• **Tarefas a executar**:
a – Traduza para o inglês a seguinte frase do trecho fornecido: "A não realização desses eventos desportivos tem despertado uma série de consequências graves a todos os envolvidos."
b – Edite o trecho fornecido reproduzindo a parte que começa em "A grave crise" e segue até "entre muitos outros.", com "futebol" substituído por "basquete".
***** Trecho fornecido
A grave crise sanitária mundial decorrente da COVID-19 tem gerado inúmeros reflexos sociais, dentre eles a determinação de suspensão, adiamento ou cancelamento de eventos esportivos ao redor do mundo, incluindo, os Jogos Olímpicos, a temporada de Fórmula 1, as rodadas da Champions League e da Taça Libertadores da América, os campeonatos de tênis da ATP, com destaque para o torneio de Wimbledom, nunca antes cancelado, praticamente todos os campeonatos nacionais e estaduais de futebol, entre muitos outros.
A não realização desses eventos desportivos tem despertado uma série de consequências graves a todos os envolvidos. Por exemplo, o líder da classificação geral do campeonato paulista, Santo André, tem 21 dos 26 jogadores do elenco com contratos previstos para terminar no mês de abril e sem a receita dos jogos e sem saber quando o campeonato irá (ou mesmo se irá) voltar, a situação contratual do grupo praticamente inviabiliza uma participação competitiva nesse torneio caso ele seja retomado.
**********
***** Trechos das linhas
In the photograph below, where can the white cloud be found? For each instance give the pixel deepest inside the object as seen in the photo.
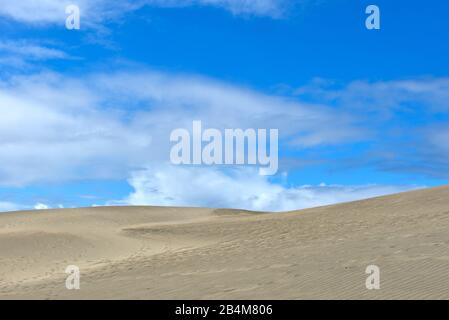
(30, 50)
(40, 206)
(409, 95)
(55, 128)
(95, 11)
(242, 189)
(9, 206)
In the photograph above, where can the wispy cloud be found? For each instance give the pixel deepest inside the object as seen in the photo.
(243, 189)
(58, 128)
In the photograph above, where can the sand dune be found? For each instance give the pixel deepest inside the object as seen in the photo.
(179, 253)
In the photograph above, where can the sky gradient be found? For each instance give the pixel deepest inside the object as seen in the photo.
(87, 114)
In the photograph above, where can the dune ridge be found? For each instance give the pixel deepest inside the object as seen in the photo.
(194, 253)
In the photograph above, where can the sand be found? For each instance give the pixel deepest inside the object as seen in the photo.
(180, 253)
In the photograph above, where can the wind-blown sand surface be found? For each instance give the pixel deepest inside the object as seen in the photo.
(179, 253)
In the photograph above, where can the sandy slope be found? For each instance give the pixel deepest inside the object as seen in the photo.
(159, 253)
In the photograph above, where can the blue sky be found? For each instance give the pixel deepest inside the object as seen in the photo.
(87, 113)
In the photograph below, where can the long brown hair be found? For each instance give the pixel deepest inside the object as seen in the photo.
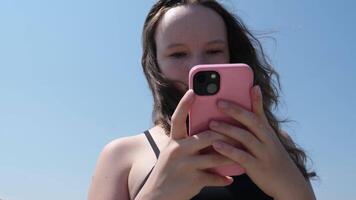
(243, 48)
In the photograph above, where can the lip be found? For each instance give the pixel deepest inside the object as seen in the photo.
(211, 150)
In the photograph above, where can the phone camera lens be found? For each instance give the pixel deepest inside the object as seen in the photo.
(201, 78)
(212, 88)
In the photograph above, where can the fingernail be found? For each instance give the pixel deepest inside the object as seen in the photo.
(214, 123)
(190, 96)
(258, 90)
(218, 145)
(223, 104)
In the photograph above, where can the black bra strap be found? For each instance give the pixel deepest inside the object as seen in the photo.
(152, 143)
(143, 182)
**********
• **Respostas**:
a – The failure to hold these sporting events has brought about a series of serious consequences for everyone involved.

b –
A grave crise sanitária mundial decorrente da COVID-19 tem gerado inúmeros reflexos sociais, dentre eles a determinação de suspensão, adiamento ou cancelamento de eventos esportivos ao redor do mundo, incluindo, os Jogos Olímpicos, a temporada de Fórmula 1, as rodadas da Champions League e da Taça Libertadores da América, os campeonatos de tênis da ATP, com destaque para o torneio de Wimbledom, nunca antes cancelado, praticamente todos os campeonatos nacionais e estaduais de basquete, entre muitos outros.